**Work required**
Line by line, copy out the entries exactly and leave the pictures behind.

Photo-based referring expression data:
☆ ☆ ☆ ☆
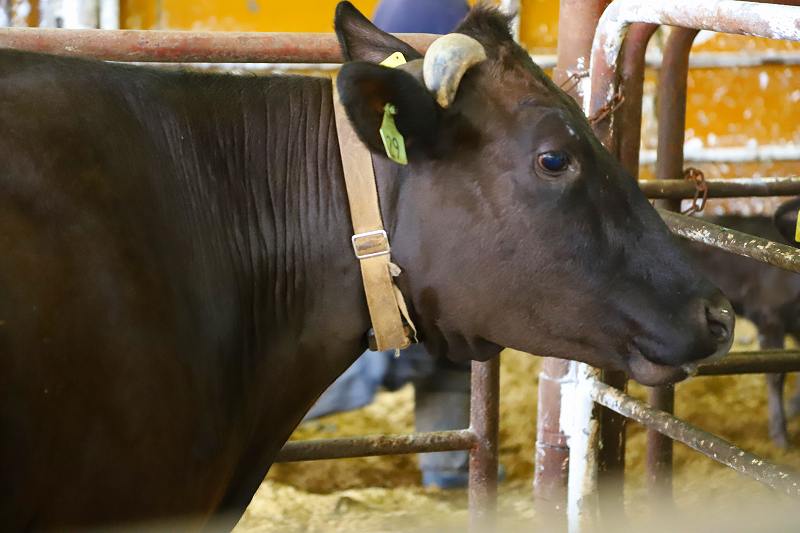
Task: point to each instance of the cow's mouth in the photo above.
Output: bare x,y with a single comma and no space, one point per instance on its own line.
652,374
649,373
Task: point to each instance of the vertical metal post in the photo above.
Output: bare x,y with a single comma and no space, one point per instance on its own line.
484,421
576,25
669,165
512,7
552,454
632,83
624,143
581,423
5,12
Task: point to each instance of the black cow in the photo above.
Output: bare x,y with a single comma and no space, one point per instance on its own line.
177,285
768,296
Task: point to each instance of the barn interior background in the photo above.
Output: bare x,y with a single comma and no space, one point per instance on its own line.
742,120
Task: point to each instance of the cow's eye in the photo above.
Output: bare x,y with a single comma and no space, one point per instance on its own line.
553,162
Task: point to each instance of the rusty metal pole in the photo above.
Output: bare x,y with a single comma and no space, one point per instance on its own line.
576,24
671,101
484,419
☆ ☆ ☆ ☆
**Solved exercise**
Task: point to each instance of the cow's mouth in the photo above.
Output: bare x,y with a single comma and no space, one point per instance on its own line.
652,374
649,373
Task: point to each instance of the vertical metal post in the photo above.
Output: bare x,y with a single comma and no space, one point per instance on its own line.
484,421
576,25
669,165
512,7
552,454
632,83
624,143
581,423
5,12
Task: point to each instance of the black cow in the photo above.
Output: bare x,y with a single comma and no space, one point per instance on its own line.
177,285
768,296
Task: point to each instance of the barn interior background in the photo above.
Output: bare x,y with a single comma and no space, one point per instance on its own line.
742,120
Task: point to each instance of the cow's eye in the photo above.
Output: bare x,y with a single comma and no space, one point per instance on its own line.
553,162
Task: point to each instance of the rusty metal pole in the photo above.
Output: bare x,y with a single comma and no space, one point per instance on its own line.
576,24
671,101
484,419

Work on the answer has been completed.